Anyanwu est guérisseuse : en affinant de plus en plus la connaissance de son propre corps, elle a appris non seulement à le changer mais à y secréter des substances pouvant guérir, des antivenins, par exemple. C'est ainsi qu'elle est un membre important de la communauté qu'elle a contribué à créer, et où vivent ses enfants et petits-enfants. Doro lui fait peur et la révulse : la façon qu'il a de voler leur corps et leur vie aux autres pour prolonger la sienne la scandalise. Elle accepte de le suivre pour protéger son village, et profitera du voyage pour apprendre à devenir un dauphin.
C'est en Afrique de l'Ouest à la fin du XVIIe siècle que Doro découvre Anyanwu, une femme qui semble, comme lui, immortelle, dotée de pouvoirs étonnants, même s'ils sont tout différents des siens. Il décide immédiatement qu'elle doit lui appartenir : il la convainc, par un chantage sur ses descendants, de le suivre en Amérique, et de lui donner des enfants. Peu de temps après leur arrivée dans le village créé par Doro pour des humains aux dons spéciaux, qu'il regroupe pour les développer par un programme d'accouplements, Doro repart après avoir convaincu Anyanwu d'accepter d'épouser son fils, Isaac.
L'affrontement entre les deux visions du monde et de l'humanité que représentent Doro et Anyanwu est le principal moteur d'action dans ce roman. Doro existe depuis plus de trois mille ans, pendant lesquels il a pris l'habitude d'être considéré comme un dieu, et de voir s'accomplir toutes ses volontés. Ainsi, il a décidé de créer une race supérieure d'êtres humains, télépathes et éventuellement immortels comme lui, dont il pourra utiliser les corps quand il en aura besoin. Comme n'importe quel esclavagiste, il ne prend pas du tout en considération les sentiments ni les désirs de son "bétail", qu'il n'hésite d'ailleurs pas à tuer en fin de "vie utile".
Anyanwu, pour sa part, connaît et respecte le prix de la vie, et sait entretenir autant les liens que les personnes elles-mêmes. Dès qu'elle le peut, elle s'entoure d'autres humains. Pendant le siècle où elle réussira à se cacher de Doro, elle créera, elle aussi, une communauté, mais de façon totalement différente de celle de Doro. Il est de ce fait peu surprenant que sa découverte par Doro en signe la fin, car elle était incompatible avec lui.

[Travail demandé 1]:
Modifiez le passage du texte sur Doro et Anyanwu compris entre "Anyanwu, pour sa" et "incompatible avec lui." inclus, en y remplaçant "communauté" par "colonie".
[Travail demandé 2]:
Répondez à ces questions d'après le texte sur Doro et Anyanwu :
(a) Depuis combien de temps Doro existe-t-il ?
(b) En quelle région et à quelle époque Doro découvre-t-il Anyanwu ?
(c) En quel animal Anyanwu apprendra-t-elle à se transformer pendant le voyage ?
[Travail demandé 3]:
Poursuivez le texte sur Doro et Anyanwu à partir de sa dernière phrase.

[Données affichées]:
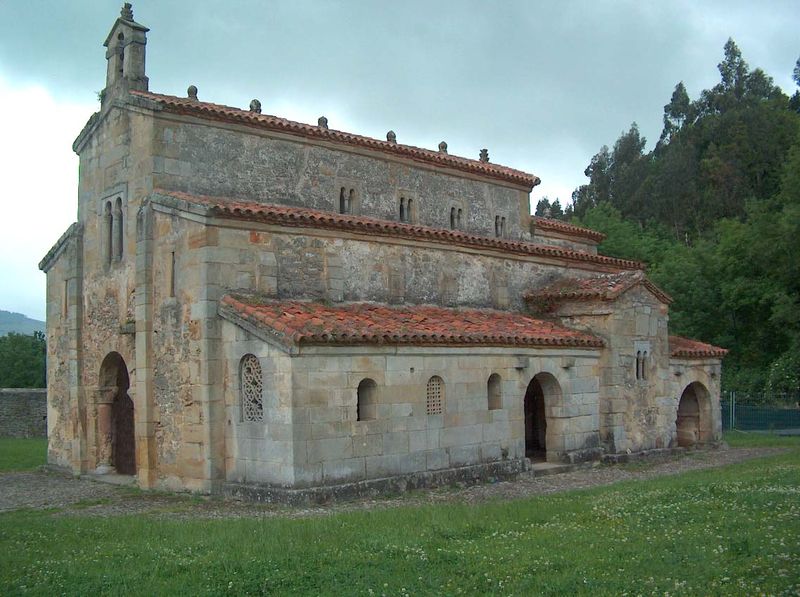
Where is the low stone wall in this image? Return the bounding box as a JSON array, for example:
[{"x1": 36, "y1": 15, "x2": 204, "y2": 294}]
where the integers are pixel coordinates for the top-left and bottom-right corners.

[Réponse rédigée 1]:
Anyanwu, pour sa part, connaît et respecte le prix de la vie, et sait entretenir autant les liens que les personnes elles-mêmes. Dès qu'elle le peut, elle s'entoure d'autres humains. Pendant le siècle où elle réussira à se cacher de Doro, elle créera, elle aussi, une colonie, mais de façon totalement différente de celle de Doro. Il est de ce fait peu surprenant que sa découverte par Doro en signe la fin, car elle était incompatible avec lui.

[Réponse rédigée 2]:
(a) Depuis plus de trois mille ans.
(b) En Afrique de l'Ouest, à la fin du XVIIe siècle.
(c) En dauphin.

[Réponse rédigée 3]:
Ce roman peut sans doute être lu comme féministe en ce qu'il met en scène une femme forte représentée dans sa lutte, avec ses propres armes non négligeables, contre la domination d'un homme puissant et d'une société qui le favorise. On peut aussi le lire comme appartenant au courant de l'afro-futurisme, de par la culture africaine d'origine de son héroïne. Même s'il a été écrit il y a plus de quarante ans, il garde toute son actualité : outre la façon dont il dépeint une histoire des noirs américains en parallèle de celle des blancs de l'époque, on peut par exemple voir en Anyanwu la figure des opprimé.es de notre temps et de tous les autres, ceux et celles qui résistent à la domination, fût-ce sans espoir.
Outre les protagonistes principaux, il est animé de personnages secondaires forts et attachants, comme par exemple Isaac et Luisa. L'autrice met bien en relief la façon dont le comportement de Doro est malsain, et même pour lui en ce qu'il l'enfonce dans sa solitude. Il lui interdit également d'évoluer véritablement : là où Anyanwu continue d'apprendre, notamment les nouvelles connaissances médicales pour pouvoir protéger et soigner plus efficacement son entourage, lui poursuit sa propre route comme il l'a toujours fait, sans s'intéresser à grand-chose ni à personne.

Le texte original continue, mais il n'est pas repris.